---------- DATA FOR THIS TASK

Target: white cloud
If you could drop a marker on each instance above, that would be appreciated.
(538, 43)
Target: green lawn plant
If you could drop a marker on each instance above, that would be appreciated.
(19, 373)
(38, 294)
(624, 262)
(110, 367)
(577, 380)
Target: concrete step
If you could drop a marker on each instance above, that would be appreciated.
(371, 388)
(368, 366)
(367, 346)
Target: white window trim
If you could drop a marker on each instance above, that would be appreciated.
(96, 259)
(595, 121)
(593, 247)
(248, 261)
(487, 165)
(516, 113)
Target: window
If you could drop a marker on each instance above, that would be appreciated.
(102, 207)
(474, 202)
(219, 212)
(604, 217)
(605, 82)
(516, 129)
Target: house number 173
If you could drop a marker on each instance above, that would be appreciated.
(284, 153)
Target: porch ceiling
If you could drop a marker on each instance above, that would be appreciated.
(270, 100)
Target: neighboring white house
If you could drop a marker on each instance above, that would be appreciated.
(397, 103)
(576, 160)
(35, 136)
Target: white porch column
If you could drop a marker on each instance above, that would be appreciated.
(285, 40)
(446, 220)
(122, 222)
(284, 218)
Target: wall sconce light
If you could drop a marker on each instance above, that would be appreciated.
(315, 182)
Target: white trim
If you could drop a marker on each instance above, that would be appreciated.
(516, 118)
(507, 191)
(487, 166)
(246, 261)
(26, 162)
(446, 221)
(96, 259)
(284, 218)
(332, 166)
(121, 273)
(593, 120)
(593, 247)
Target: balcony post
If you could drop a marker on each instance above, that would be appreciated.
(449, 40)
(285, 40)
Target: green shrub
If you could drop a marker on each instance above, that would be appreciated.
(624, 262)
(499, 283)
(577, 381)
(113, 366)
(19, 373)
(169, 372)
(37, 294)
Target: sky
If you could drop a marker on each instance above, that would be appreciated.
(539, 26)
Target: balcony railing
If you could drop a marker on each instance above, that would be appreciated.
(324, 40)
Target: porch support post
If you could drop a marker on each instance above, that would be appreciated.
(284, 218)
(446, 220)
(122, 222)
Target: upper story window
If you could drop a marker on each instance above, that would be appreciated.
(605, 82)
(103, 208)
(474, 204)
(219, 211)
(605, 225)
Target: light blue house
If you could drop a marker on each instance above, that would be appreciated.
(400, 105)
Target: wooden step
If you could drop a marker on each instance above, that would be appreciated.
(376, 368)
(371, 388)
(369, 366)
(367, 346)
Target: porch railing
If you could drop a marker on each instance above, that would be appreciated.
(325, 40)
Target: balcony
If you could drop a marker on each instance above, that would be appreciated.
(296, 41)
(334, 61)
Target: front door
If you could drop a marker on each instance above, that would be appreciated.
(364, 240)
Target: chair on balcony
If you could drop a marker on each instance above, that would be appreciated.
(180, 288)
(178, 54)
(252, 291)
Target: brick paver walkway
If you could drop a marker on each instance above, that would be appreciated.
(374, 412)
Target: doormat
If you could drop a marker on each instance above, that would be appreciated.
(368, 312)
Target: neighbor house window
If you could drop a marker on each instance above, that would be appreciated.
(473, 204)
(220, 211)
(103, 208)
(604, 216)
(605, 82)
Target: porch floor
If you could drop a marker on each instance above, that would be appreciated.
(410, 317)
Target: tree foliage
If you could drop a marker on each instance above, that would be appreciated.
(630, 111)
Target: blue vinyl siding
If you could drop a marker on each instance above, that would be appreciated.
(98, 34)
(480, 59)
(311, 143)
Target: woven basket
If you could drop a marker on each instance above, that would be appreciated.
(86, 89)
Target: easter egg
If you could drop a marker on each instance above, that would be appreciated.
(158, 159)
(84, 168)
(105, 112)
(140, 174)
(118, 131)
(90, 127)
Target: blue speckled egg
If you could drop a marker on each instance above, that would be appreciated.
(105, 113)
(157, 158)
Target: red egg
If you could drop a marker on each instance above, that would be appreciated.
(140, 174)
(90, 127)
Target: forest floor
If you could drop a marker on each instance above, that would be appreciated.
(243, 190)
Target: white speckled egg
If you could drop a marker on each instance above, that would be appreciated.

--------------------

DIRECTIONS:
Wherever the string "step" appears in the records above, copy the line it sits in.

ANSWER SECTION:
Target: concrete step
Target: wooden step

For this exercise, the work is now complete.